--- EXERCISES ---
A: Retype the part of the appellate court opinion starting at "Before: GADOLA, C.J., and" and ending at "right. We affirm.".
B: Write what comes next in the appellate court opinion, picking up after its last sentence shown.

--- READING PASSAGE ---

>>>

Before: GADOLA, C.J., and SWARTZLE and LETICA, JJ.
PER CURIAM.
Following a jury trial, defendant was convicted of one count of first-degree criminal sexual
conduct (CSC-I), MCL 750.520b(1)(b)(ii) (relationship; digital penetration), two counts of second-degree criminal sexual conduct (CSC-II), MCL 750.520c(1)(b)(ii) (relationship; sexual contact), and one count of third-degree criminal sexual conduct (CSC-III), MCL 750.520d(1)(b) (force or coercion; oral penetration). He was found not guilty of one additional count of CSC-III (anal penetration). Defendant was sentenced to concurrent prison terms of 135 months to 40 years for the CSC-I conviction and 10 to 15 years each for his CSC-II and CSC-III convictions. Defendant now appeals by right. We affirm.
I. FACTS
The sexual abuse began while the victim, JM, was living in Colorado with his mother and
defendant, JM’s stepfather. Over the next nearly 10 years, the abuse evolved from sexual touching to sexual penetration. JM told his half-sister about the abuse when JM was about 15 years old. That disclosure led to an investigation by Child Protective Services (CPS), but the investigation was closed when JM disavowed the allegations.
In November 2018, patrol officers from the Eaton County Sheriff’s Office were dispatched
to make contact with JM after he called the county’s 911 emergency line. JM had left the family home after an argument with defendant over a cell phone and was just walking down a road. Christopher Cunningham, one of the responding officers, was aware of the prior CPS investigation. Speaking with JM alone, Cunningham raised the issue of sexual assault, and JM told Cunningham that defendant had been sexually abusing him for years.

<<<

[Records excerpted from a collection]
>>>

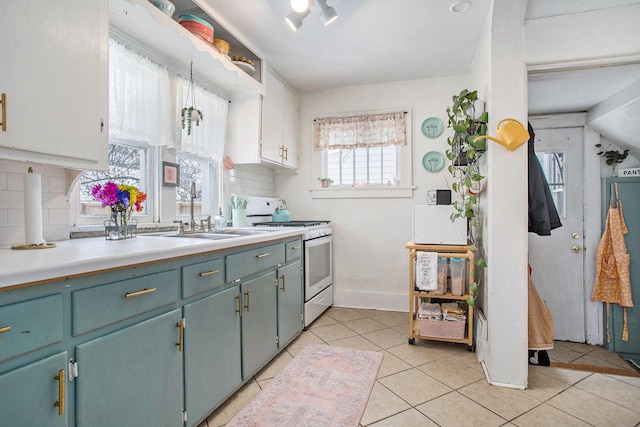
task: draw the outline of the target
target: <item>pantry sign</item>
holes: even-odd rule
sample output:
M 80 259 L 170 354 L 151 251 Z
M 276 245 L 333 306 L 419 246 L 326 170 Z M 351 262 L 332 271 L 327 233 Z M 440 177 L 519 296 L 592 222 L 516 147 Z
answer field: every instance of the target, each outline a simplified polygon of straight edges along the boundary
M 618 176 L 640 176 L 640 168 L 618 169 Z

<<<

--- EXERCISE RESULTS ---
A:
Before: GADOLA, C.J., and SWARTZLE and LETICA, JJ.
PER CURIAM.
Following a jury trial, defendant was convicted of one count of first-degree criminal sexual
conduct (CSC-I), MCL 750.520b(1)(b)(ii) (relationship; digital penetration), two counts of second-degree criminal sexual conduct (CSC-II), MCL 750.520c(1)(b)(ii) (relationship; sexual contact), and one count of third-degree criminal sexual conduct (CSC-III), MCL 750.520d(1)(b) (force or coercion; oral penetration). He was found not guilty of one additional count of CSC-III (anal penetration). Defendant was sentenced to concurrent prison terms of 135 months to 40 years for the CSC-I conviction and 10 to 15 years each for his CSC-II and CSC-III convictions. Defendant now appeals by right. We affirm.

B:
-1-
The allegations of abuse led to proceedings in the family division of the circuit court (family court) regarding JM’s three younger half-brothers. JM was called to testify about the abuse at one of the hearings.1
Roughly four months after speaking with Cunningham, JM e-mailed a letter to the Eaton
County Prosecutor and recanted his allegations. JM stated that he was coerced by the police to make the allegations. Moreover, what JM had told police and lawyers “was spoken mainly from anger and stress as well as coercing from those who were questioning [JM] at the time.” At trial, JM testified that what he had written in the e-mail was untrue and that he was motivated to write the letter by his mother, who told JM that the only way to stop the family court proceedings was for JM to recant.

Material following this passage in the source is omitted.